* **Texte de lecture**
Les trains de luxe dédiés au tourisme
Le plus célèbre des trains de luxe est sans aucun doute le Venice Simplon Orient Express, lequel relie Londres à Istanbul ou Venise, en passant par l'Europe centrale. La même compagnie gère le fameux Royal Scotsman en Ecosse, le Eastern and Oriental Express de Bangkok à Singapour, et le Great South Pacific Express de Sydney à Cairns en Australie. En revanche, c’est une société américaine qui gère l'American Orient Express. Parmi les autres trains de grand luxe, il faut citer le luxueux Transcantabrico en Espagne.

En Afrique australe, les deux plus connus sont le Blue Train qui va de Prétoria au Cap, en passant par les chutes Victoria (Zimbabwe), tout comme le Rovos Rail, lequel se rend également à Dar-es-Salaam en Tanzanie. Au Mexique, on peut citer le South Orient Express, l’Expresso Maya, le Chihuahua al Pacifico et le Sierra Madre Express, ainsi que les trains de la compagnie Native Trails.

* **Données fournies**
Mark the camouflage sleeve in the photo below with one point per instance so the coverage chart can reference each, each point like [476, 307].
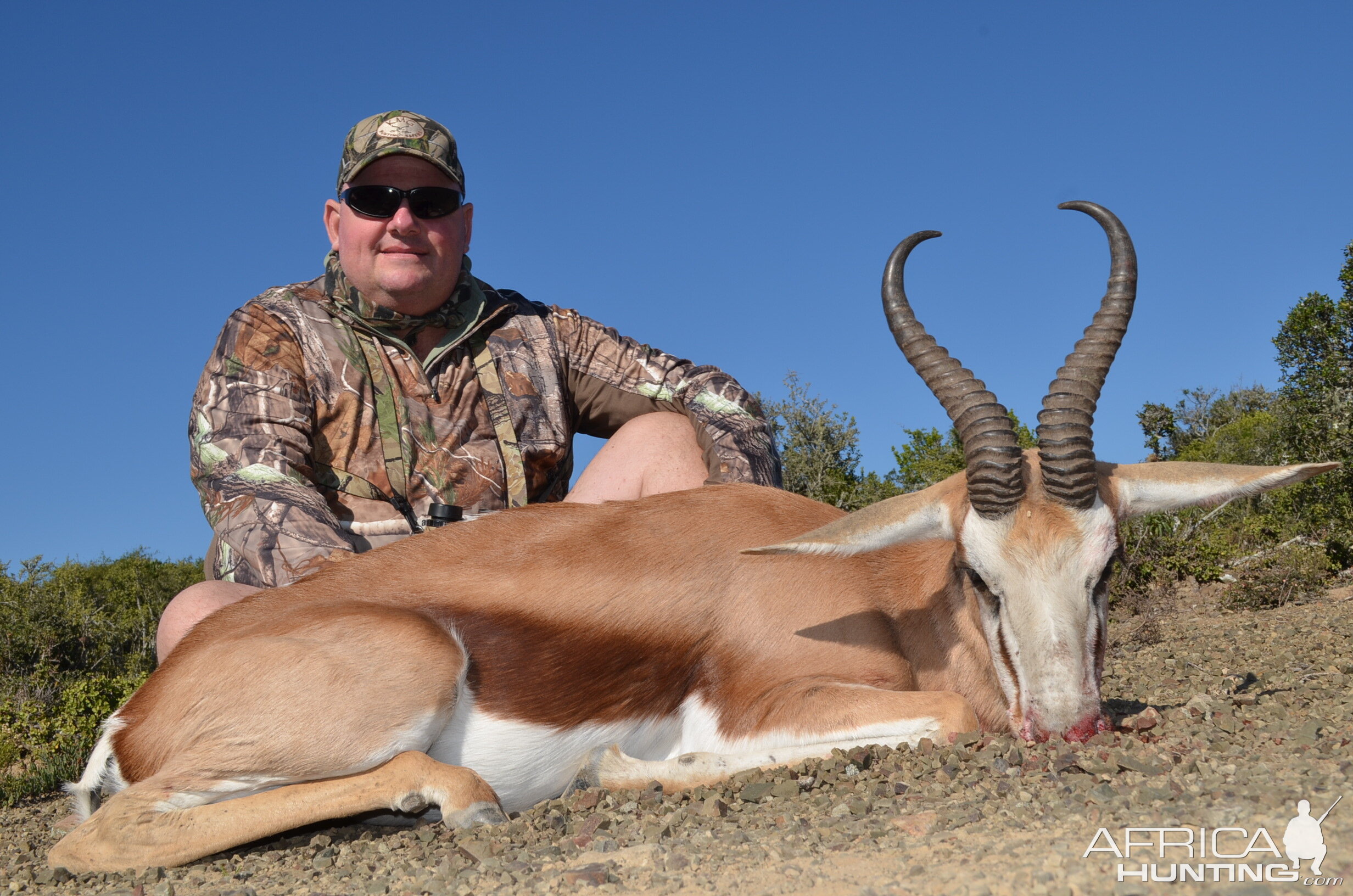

* **À faire**
D'après le texte sur les trains de luxe, entre quelles villes circule le Great South Pacific Express ?

* **Résultat attendu**
Entre Sydney et Cairns, en Australie.